> **TASK STATEMENT**
Extract each line in the listing below that contains the string "form", and treat uppercase and lowercase letters as different.

> **EXTRACTED MATERIAL**

------------------------------------

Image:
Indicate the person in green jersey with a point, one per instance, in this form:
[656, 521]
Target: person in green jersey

------------------------------------

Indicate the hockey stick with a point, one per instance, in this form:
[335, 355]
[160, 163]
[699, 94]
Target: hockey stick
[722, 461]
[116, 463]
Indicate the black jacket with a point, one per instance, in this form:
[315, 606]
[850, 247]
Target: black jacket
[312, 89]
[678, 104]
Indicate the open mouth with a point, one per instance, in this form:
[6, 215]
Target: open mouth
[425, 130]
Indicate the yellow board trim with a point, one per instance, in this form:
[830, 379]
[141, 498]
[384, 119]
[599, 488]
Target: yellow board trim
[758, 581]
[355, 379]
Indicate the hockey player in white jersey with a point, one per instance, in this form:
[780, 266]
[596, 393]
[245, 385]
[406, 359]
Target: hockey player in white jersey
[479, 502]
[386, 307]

------------------------------------

> **EXERCISE OUTPUT**
Indicate the person in green jersey with a point, one per instance, in this form:
Indicate the hockey stick with a point, one per instance, in this form:
Indicate the black jacket with a point, one per instance, in this form:
Indicate the open mouth with a point, one per instance, in this form:
Indicate the yellow board trim with a point, one per instance, in this form:
Indicate the hockey player in white jersey with a point, one per instance, in this form:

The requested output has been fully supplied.